■ Extrait à lire:
⟨

Parmi les jeunes poètes allemands qui ne surent pas échapper à ce danger, je citerai seulement Hermann Conradi, — mort prématurément il y a déjà quelques années, — et à qui nous devons les Chants d’un Pécheur. Le souvenir de Baudelaire y est manifeste. Hermann Conradi a seulement cherché à aller en tout « plus loin » que l’auteur des Fleurs du Mal. Ses poèmes sont des « hymnes au péché ». L’amour n’y est jamais que sensualité, et tous les sentimens y sont ramenés à l’égoïsme. Le poète n’a qu’une pensée : faire le fanfaron de vices ; et la seule étoile qui luise dans cette nuit de pessimisme, c’est sa foi naïve en un « nouvel art ». On a d’ailleurs le sentiment qu’au fond Hermann Conradi dut être un homme meilleur qu’il ne veut bien le dire : son livre n’est qu’une sorte de gant de défi jeté aux « vieux », à ceux qui ne se reconnaissaient dans leurs vers que les plus nobles vertus ; et c’est donc simplement un mensonge opposé à un autre mensonge.

Le représentant le plus caractéristique de la tendance individualiste, et peut-être aujourd’hui le poète le plus en vue de toute la nouvelle jeune Allemagne, est M. Detlev de Liliencron. M. de Liliencron est déjà d’un certain âge, mais il appartient cependant tout à fait à la jeune génération littéraire. Il avait presque atteint la quarantaine lorsqu’il commença d’écrire, il y a dix ou douze ans. Il avait été quelques années officier dans l’armée prussienne, où il se distingua pendant la guerre d’Autriche. Démissionnaire, il mena ensuite une vie un peu aventureuse, rentra pour quelque temps dans les administrations civiles, et trouva enfin sa vraie voie dans la littérature et la poésie.

⟩

■ Problème posé a:
Relevez chaque ligne des enregistrements où figure le mot « door », en tenant compte de la casse.

■ Données fournies:
⟨

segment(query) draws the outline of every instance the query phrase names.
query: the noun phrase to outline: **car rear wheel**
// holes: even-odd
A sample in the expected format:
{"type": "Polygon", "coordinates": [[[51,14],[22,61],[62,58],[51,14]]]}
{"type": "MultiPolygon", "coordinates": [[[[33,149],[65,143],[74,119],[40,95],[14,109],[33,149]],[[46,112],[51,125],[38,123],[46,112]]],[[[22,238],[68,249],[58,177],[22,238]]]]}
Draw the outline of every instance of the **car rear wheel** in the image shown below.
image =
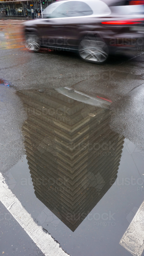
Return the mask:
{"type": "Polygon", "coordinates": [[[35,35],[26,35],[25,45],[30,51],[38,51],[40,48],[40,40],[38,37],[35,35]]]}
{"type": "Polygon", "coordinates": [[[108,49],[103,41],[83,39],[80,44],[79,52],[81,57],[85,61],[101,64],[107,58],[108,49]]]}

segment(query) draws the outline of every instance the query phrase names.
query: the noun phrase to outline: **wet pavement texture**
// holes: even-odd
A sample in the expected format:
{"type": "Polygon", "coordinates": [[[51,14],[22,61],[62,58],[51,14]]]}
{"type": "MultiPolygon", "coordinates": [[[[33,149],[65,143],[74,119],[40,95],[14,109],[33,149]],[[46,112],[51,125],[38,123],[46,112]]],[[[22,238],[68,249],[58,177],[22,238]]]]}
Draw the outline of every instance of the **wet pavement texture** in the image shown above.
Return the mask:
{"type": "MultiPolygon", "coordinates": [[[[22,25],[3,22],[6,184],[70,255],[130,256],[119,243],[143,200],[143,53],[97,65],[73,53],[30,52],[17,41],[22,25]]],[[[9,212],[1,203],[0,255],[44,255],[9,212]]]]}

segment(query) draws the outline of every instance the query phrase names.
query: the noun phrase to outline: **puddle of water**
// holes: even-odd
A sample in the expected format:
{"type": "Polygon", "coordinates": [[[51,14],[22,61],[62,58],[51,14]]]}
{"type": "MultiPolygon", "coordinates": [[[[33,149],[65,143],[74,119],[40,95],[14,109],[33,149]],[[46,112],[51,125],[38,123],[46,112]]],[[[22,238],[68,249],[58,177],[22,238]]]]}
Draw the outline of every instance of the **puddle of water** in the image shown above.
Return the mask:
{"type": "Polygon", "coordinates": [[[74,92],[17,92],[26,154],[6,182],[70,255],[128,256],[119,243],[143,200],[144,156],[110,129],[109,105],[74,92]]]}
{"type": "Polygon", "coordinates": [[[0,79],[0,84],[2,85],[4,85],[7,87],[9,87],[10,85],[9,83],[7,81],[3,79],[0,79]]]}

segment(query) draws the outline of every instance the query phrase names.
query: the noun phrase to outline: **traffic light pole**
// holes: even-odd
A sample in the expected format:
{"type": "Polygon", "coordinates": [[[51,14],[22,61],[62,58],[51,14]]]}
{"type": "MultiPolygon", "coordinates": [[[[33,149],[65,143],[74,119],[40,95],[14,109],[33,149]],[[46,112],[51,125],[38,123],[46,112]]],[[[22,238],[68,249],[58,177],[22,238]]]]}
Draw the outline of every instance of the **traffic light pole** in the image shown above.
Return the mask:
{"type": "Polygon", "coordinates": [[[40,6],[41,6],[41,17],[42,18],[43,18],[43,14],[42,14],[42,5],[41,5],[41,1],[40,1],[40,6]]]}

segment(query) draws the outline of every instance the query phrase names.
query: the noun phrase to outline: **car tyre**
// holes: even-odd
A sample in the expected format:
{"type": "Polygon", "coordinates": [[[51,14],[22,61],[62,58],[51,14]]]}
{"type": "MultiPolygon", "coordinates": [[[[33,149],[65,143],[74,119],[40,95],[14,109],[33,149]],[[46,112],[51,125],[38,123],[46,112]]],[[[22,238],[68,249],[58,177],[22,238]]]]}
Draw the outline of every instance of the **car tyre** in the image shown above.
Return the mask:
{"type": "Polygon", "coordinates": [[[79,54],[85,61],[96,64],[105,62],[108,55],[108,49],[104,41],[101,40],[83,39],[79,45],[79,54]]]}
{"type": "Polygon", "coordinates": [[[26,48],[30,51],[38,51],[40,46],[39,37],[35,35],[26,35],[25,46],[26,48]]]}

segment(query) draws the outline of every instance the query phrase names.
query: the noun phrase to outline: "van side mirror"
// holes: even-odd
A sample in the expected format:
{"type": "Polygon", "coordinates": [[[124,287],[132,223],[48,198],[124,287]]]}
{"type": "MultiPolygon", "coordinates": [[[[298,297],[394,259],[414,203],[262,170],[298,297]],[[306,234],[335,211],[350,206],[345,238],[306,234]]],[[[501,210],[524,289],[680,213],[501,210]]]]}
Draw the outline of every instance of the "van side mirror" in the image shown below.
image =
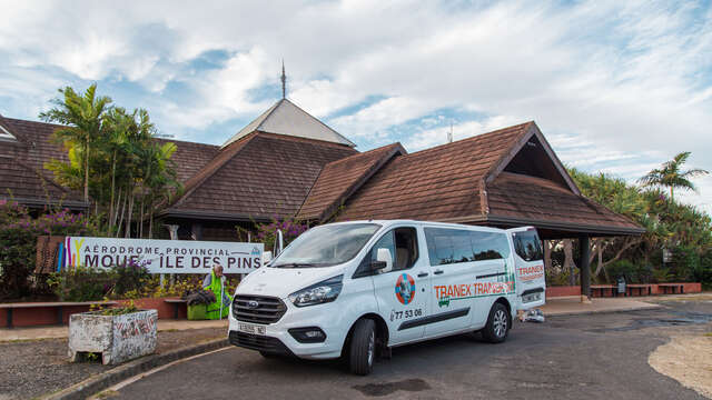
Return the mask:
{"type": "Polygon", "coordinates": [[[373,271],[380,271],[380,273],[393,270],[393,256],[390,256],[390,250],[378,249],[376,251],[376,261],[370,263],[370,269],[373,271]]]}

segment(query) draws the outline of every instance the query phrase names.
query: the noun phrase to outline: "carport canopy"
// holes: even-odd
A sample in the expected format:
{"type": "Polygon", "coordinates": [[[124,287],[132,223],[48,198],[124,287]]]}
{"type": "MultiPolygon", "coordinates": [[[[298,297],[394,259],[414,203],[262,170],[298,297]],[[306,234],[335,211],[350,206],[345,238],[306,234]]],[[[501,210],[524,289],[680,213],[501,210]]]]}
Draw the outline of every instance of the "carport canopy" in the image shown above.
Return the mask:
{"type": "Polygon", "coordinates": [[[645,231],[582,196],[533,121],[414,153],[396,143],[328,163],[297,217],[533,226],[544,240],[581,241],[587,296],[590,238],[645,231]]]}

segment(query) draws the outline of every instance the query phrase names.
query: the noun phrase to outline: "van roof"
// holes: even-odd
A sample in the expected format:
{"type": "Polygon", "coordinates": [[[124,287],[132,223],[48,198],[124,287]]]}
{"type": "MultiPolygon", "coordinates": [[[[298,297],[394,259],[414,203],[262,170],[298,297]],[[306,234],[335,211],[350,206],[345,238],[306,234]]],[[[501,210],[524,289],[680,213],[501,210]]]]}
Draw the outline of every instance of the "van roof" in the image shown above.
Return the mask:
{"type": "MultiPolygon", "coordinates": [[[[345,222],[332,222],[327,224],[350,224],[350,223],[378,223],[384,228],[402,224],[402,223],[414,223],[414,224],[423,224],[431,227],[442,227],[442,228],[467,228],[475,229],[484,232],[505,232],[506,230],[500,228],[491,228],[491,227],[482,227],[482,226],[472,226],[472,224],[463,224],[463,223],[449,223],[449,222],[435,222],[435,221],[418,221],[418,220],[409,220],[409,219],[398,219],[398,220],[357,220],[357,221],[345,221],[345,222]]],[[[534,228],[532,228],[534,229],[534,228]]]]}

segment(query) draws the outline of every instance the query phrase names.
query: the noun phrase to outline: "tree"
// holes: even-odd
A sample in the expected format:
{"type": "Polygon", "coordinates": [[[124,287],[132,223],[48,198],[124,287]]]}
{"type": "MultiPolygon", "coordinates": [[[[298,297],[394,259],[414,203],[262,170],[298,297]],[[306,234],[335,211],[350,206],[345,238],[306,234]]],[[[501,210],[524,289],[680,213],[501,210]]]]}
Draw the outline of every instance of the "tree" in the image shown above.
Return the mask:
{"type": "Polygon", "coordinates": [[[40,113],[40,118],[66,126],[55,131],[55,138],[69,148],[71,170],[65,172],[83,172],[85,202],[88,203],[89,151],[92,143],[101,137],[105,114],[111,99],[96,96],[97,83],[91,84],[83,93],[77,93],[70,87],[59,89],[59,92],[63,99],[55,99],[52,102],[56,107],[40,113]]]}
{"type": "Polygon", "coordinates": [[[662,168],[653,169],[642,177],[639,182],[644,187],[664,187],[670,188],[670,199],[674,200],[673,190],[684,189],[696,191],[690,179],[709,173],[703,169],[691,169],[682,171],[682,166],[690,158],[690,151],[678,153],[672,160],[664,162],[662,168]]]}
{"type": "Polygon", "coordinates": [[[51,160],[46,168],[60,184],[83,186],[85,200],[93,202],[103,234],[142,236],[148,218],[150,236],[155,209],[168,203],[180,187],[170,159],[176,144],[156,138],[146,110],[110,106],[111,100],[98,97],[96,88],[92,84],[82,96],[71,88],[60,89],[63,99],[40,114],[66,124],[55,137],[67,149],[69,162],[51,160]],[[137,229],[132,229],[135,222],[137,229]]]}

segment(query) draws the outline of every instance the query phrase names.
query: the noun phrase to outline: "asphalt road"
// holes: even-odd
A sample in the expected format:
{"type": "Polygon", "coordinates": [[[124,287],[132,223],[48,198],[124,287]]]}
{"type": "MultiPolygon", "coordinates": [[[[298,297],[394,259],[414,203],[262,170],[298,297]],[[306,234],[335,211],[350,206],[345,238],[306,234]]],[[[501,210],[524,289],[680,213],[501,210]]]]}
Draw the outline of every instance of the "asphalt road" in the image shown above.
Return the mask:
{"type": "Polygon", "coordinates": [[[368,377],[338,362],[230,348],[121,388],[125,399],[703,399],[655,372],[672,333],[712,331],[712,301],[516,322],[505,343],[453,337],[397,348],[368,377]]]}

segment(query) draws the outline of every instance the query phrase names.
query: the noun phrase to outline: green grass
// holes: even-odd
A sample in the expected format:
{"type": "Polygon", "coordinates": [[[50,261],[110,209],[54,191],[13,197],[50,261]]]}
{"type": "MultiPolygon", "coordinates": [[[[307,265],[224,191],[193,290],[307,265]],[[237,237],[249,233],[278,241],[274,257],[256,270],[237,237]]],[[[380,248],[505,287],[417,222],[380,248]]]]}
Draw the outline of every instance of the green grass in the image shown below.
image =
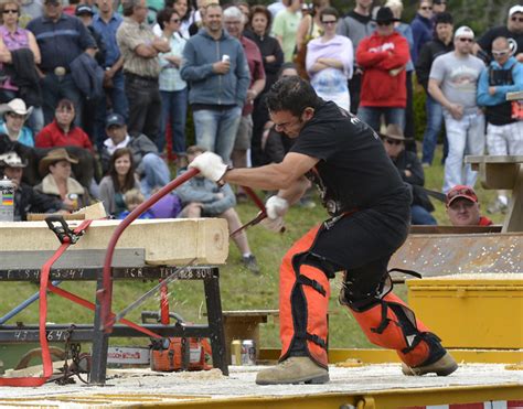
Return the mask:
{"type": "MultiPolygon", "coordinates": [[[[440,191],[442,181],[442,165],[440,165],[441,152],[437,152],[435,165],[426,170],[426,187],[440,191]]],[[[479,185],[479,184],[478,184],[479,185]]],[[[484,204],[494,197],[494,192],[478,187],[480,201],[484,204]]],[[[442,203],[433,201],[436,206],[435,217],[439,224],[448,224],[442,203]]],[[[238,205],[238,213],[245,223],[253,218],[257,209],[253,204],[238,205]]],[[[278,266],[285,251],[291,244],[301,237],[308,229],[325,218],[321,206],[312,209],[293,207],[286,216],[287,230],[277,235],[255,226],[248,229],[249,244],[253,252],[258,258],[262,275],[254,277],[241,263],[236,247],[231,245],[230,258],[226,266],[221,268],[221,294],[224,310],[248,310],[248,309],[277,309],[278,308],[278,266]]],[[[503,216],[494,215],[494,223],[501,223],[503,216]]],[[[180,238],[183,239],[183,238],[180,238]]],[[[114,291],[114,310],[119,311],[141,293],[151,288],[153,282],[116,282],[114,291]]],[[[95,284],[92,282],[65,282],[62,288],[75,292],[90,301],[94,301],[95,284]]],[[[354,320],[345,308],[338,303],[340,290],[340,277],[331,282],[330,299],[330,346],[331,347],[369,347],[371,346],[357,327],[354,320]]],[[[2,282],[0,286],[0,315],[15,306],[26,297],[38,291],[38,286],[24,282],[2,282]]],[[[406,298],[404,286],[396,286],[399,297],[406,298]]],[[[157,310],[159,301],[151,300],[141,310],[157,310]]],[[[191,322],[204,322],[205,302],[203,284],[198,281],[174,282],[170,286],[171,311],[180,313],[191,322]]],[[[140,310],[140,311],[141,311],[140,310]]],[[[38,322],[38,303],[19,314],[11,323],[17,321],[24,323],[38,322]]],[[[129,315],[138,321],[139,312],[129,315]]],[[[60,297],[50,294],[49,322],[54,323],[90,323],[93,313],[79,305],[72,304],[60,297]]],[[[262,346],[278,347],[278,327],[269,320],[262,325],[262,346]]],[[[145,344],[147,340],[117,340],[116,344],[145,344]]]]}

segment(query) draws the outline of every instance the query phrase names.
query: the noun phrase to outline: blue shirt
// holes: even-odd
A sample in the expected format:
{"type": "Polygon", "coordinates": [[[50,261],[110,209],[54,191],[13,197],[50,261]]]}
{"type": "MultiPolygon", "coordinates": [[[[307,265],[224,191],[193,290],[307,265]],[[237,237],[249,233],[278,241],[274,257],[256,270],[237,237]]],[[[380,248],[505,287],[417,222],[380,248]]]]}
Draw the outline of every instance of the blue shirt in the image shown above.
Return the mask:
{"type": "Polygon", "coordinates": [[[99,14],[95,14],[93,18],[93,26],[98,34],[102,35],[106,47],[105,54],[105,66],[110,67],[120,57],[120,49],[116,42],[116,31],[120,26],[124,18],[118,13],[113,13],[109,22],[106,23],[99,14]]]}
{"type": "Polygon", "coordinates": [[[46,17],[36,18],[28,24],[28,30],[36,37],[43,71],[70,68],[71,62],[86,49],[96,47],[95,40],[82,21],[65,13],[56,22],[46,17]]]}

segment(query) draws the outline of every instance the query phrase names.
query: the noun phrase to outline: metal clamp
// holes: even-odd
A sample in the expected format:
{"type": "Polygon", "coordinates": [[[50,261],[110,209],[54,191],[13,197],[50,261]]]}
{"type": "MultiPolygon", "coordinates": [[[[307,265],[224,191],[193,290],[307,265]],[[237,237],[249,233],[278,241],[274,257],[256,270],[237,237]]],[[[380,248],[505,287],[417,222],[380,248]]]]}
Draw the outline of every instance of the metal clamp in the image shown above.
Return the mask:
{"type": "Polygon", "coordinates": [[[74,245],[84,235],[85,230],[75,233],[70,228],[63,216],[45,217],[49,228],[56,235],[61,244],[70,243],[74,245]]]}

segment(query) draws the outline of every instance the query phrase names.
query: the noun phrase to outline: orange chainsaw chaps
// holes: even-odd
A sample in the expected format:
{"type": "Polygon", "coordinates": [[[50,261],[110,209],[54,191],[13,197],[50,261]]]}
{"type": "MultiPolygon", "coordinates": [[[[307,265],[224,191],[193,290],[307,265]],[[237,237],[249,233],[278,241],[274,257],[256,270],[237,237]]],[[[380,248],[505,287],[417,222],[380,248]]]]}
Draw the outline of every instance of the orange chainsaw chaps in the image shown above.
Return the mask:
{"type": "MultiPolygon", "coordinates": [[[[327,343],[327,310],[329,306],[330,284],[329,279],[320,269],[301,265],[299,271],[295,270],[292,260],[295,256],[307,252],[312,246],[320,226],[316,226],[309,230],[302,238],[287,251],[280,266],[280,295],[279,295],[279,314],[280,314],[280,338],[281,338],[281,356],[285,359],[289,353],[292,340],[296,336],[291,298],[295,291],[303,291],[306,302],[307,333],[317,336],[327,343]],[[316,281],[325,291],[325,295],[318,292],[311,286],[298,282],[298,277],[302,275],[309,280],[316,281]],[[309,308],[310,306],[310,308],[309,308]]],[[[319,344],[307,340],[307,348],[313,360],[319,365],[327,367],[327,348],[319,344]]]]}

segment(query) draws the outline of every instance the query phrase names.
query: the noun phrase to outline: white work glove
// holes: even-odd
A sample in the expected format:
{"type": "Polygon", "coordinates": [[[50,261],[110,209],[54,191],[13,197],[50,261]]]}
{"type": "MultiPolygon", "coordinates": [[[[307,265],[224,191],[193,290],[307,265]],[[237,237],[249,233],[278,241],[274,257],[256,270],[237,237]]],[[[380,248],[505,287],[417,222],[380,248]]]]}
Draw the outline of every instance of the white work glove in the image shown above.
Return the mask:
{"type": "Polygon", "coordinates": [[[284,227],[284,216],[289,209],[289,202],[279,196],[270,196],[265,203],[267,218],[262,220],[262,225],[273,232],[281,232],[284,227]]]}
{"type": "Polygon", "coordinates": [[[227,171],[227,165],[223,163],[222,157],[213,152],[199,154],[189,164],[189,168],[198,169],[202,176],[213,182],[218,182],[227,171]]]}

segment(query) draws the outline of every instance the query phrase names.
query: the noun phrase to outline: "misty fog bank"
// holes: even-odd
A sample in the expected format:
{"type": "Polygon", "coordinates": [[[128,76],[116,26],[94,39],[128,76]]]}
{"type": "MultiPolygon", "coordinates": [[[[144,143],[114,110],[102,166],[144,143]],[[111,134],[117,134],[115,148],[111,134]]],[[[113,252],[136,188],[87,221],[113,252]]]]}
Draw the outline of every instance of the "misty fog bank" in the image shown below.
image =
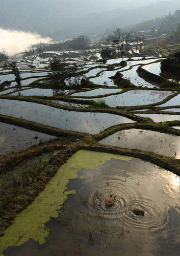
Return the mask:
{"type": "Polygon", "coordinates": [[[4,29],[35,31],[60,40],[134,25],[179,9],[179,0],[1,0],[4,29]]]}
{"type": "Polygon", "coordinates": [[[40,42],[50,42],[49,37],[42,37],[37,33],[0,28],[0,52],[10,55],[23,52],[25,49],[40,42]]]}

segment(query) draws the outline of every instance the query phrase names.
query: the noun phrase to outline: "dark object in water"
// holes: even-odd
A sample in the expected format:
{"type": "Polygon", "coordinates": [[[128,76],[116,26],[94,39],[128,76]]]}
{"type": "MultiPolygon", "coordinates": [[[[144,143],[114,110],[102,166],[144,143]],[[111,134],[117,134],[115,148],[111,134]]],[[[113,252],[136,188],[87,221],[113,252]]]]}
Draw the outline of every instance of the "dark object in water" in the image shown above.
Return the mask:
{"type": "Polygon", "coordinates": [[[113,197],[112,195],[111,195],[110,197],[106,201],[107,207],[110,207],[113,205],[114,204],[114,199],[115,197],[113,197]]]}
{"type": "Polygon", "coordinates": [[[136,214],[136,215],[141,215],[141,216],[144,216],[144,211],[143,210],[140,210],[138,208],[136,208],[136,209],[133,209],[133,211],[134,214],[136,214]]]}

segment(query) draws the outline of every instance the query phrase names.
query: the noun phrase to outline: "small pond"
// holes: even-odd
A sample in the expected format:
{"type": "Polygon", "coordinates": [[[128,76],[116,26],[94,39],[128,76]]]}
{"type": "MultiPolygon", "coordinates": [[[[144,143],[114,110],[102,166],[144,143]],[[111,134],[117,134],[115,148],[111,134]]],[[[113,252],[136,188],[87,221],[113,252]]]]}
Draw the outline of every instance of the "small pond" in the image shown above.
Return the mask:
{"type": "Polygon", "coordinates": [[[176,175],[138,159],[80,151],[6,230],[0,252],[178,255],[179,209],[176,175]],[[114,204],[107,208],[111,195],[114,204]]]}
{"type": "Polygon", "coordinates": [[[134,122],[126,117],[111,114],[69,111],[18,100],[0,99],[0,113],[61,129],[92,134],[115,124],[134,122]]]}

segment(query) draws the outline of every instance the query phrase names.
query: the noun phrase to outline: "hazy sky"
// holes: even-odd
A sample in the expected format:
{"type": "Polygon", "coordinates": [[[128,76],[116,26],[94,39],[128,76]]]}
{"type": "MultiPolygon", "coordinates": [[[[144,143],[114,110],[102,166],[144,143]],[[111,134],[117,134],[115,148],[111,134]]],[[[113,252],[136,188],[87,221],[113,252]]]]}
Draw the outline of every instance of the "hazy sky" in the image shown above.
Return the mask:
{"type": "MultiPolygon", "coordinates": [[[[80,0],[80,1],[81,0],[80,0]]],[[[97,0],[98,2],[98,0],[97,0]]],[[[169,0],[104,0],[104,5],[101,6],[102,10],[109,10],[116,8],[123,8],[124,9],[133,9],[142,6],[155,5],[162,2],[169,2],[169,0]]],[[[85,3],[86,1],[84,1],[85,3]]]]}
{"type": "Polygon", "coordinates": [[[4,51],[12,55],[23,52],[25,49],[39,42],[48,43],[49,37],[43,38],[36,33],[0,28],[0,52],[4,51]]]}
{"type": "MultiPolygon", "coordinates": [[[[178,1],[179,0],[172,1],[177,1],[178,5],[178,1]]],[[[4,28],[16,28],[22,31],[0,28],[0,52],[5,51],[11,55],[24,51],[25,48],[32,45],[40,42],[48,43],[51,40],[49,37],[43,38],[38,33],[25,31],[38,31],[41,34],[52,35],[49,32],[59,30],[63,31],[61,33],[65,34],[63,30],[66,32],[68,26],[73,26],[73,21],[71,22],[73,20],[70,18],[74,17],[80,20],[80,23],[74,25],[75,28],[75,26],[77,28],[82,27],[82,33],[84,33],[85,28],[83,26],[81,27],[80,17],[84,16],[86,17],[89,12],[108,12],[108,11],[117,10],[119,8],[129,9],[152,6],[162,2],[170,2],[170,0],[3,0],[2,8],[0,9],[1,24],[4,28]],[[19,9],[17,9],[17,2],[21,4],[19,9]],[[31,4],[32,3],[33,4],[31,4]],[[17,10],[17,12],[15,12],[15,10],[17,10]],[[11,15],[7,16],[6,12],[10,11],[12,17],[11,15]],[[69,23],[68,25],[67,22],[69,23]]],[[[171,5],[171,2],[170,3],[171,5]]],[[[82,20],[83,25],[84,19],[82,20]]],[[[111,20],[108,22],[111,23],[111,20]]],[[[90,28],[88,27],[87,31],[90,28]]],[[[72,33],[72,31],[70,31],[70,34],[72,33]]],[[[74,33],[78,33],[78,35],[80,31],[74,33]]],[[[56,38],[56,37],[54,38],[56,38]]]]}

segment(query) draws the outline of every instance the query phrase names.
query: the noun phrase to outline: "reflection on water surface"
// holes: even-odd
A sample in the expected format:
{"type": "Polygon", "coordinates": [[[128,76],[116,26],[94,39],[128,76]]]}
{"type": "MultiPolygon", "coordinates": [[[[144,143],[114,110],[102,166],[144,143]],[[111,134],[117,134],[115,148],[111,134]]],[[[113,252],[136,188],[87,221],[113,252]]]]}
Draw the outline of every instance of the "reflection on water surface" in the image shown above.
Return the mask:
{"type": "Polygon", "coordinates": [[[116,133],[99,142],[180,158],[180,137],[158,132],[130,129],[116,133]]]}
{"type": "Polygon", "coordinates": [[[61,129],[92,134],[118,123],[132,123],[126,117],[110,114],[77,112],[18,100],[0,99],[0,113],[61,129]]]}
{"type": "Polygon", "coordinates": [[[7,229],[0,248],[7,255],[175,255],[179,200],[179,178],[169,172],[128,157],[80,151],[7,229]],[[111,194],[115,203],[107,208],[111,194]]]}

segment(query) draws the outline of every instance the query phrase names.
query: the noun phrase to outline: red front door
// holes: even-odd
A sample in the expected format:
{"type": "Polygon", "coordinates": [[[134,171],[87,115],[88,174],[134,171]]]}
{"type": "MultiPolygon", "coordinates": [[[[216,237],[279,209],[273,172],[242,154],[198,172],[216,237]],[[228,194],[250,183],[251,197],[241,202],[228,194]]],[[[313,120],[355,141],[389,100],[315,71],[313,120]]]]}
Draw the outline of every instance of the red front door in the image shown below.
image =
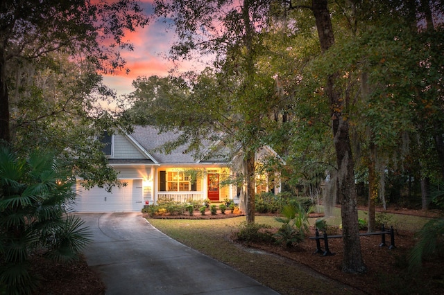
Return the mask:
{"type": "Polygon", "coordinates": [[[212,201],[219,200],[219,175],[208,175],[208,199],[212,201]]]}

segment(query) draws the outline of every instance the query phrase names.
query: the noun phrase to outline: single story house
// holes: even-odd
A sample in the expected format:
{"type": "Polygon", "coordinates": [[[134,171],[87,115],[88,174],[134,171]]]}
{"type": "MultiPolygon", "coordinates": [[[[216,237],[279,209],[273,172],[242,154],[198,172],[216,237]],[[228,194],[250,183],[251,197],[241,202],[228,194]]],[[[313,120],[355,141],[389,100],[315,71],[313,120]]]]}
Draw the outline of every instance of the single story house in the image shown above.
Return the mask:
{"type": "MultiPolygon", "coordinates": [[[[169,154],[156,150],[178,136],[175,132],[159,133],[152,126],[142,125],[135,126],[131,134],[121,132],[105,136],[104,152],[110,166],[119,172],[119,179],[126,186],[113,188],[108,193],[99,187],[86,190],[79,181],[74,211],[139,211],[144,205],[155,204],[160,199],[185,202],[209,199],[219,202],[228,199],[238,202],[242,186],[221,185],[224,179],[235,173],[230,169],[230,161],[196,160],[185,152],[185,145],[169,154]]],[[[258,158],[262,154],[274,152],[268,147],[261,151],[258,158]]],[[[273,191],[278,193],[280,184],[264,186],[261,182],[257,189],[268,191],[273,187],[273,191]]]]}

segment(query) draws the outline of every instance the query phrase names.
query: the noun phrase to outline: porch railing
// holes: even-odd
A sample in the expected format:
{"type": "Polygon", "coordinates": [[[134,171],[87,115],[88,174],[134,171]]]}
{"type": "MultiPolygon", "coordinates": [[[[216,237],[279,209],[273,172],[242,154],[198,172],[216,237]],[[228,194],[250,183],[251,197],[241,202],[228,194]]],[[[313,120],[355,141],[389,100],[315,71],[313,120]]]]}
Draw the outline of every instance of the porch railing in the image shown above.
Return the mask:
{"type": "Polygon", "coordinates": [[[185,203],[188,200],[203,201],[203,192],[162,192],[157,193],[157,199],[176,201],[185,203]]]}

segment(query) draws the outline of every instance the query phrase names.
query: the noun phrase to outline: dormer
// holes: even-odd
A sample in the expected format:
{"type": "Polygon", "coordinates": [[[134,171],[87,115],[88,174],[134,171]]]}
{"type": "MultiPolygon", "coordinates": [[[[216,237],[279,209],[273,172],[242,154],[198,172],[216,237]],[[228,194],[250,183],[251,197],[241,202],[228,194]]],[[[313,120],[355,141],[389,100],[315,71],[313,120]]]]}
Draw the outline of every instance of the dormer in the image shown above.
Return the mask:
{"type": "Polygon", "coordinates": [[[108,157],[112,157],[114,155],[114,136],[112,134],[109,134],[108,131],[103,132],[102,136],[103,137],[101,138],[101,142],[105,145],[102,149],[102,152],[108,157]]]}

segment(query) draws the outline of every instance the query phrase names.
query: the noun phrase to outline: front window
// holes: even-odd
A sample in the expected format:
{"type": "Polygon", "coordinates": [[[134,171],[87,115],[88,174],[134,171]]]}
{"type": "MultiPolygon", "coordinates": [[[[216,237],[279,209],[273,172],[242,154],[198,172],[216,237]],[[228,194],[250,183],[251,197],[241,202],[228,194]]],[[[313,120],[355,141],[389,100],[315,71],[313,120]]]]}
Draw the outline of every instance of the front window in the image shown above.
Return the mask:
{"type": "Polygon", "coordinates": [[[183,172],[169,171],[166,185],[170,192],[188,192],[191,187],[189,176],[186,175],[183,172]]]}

⟩

■ Problème posé b:
Recopiez tel quel le passage du texte sur les jeunes poètes allemands qui va de « Le représentant le » jusqu'à « et la poésie. » inclus.

■ Réponse attendue a:
query: the noun phrase to outline: red front door
Draw the outline of every instance of the red front door in the image shown below.

■ Réponse attendue b:
Le représentant le plus caractéristique de la tendance individualiste, et peut-être aujourd’hui le poète le plus en vue de toute la nouvelle jeune Allemagne, est M. Detlev de Liliencron. M. de Liliencron est déjà d’un certain âge, mais il appartient cependant tout à fait à la jeune génération littéraire. Il avait presque atteint la quarantaine lorsqu’il commença d’écrire, il y a dix ou douze ans. Il avait été quelques années officier dans l’armée prussienne, où il se distingua pendant la guerre d’Autriche. Démissionnaire, il mena ensuite une vie un peu aventureuse, rentra pour quelque temps dans les administrations civiles, et trouva enfin sa vraie voie dans la littérature et la poésie.